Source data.
┄┄┄┄┄┄┄┄┄┄
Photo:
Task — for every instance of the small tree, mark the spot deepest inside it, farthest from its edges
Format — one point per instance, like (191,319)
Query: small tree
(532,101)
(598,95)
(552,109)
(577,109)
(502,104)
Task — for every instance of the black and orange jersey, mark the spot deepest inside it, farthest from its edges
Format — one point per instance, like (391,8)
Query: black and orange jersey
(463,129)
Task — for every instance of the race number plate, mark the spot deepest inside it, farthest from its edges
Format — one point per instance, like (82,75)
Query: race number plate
┄┄┄┄┄┄┄┄┄┄
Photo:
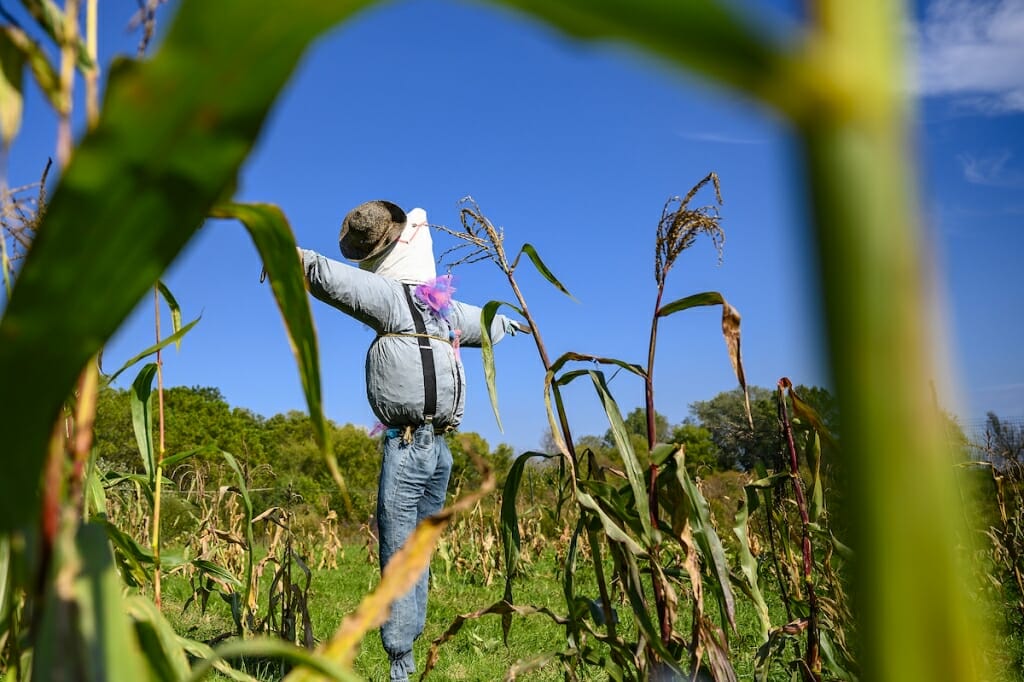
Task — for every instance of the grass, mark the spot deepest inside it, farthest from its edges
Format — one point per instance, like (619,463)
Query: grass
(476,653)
┄┄┄┄┄┄┄┄┄┄
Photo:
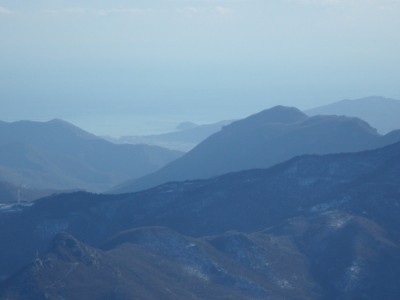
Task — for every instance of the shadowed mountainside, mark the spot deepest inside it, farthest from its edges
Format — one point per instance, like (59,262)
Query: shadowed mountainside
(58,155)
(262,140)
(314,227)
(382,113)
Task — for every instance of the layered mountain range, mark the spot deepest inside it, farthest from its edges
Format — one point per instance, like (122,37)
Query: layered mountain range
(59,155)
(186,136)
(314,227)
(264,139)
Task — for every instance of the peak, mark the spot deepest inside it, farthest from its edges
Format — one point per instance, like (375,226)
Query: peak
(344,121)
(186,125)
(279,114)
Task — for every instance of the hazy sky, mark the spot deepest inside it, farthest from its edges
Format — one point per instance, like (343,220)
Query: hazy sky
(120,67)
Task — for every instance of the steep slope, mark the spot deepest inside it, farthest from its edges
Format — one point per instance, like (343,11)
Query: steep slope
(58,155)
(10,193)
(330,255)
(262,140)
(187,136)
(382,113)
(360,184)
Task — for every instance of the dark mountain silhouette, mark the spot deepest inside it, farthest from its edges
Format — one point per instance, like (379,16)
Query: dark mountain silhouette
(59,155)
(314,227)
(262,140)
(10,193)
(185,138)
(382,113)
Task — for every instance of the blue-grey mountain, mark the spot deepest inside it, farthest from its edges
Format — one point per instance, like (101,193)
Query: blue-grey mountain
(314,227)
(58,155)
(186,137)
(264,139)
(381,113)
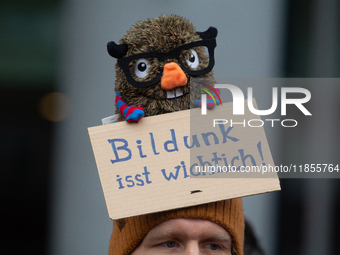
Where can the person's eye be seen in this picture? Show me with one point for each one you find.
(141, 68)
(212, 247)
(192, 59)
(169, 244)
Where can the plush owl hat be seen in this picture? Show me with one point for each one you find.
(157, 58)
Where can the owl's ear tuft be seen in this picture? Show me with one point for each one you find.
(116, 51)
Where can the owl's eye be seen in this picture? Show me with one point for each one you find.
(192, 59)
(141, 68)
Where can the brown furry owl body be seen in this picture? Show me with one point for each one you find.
┄┄┄┄┄┄┄┄┄┄
Given exercise. Starting with the line with "Task — for every instance of the layered" and going on through the line with "Where can the brown", write those lines out again, substituting "hill" for every "mountain" and changing nothing else. Leave out the pictures.

Complete output.
Task — for every instance of the layered hill range, mark the spot deepest inside it, farthest from its edges
Format — one point per instance, like (122,37)
Query: layered hill range
(59,155)
(186,136)
(314,227)
(264,139)
Task — for every instance of the peak, mark the spot deepest inside it, farthest from its edges
Format — one point per instance, like (375,226)
Query: peak
(344,121)
(186,125)
(279,114)
Task — for every instance of the hazy sky, mark the spot deepest inside it, farthest from its edges
Format — one point per instance, like (343,220)
Query: hazy sky
(120,67)
Task — for every instance of the steep slope, mark the spot deepest inside it, farthest from its edges
Format — one point per instance, like (343,11)
Query: steep slope
(58,155)
(10,193)
(330,255)
(262,140)
(187,136)
(382,113)
(360,184)
Task — for every instance of the dark hill silhouette, mark the spot deepest inside it, farthest from its edges
Format — one point per instance, like (379,16)
Query: dark hill silhouette
(59,155)
(314,227)
(262,140)
(10,193)
(185,138)
(382,113)
Task — for every instance of the blue-grey hill, mark the spot deepest inside it, farthest from its edges
Format — one point per instance, like (101,193)
Query: blue-grey hill
(314,227)
(58,155)
(186,137)
(264,139)
(381,113)
Where can the person's eye be seen in this picture? Show me with one point for each one you find.
(141, 68)
(212, 247)
(192, 59)
(169, 244)
Where can the plush owl hat be seen in this picture? Show me with one point for each one you find.
(157, 58)
Where can the owl's ear tuft be seen in this picture? Show me with one point for each one you find.
(116, 51)
Where can the owl's eye be seen in this picture? Show me with one point for each one you find.
(192, 59)
(141, 68)
Where can the brown furry owl body be seen in this picture? Show me with one point for each one you find.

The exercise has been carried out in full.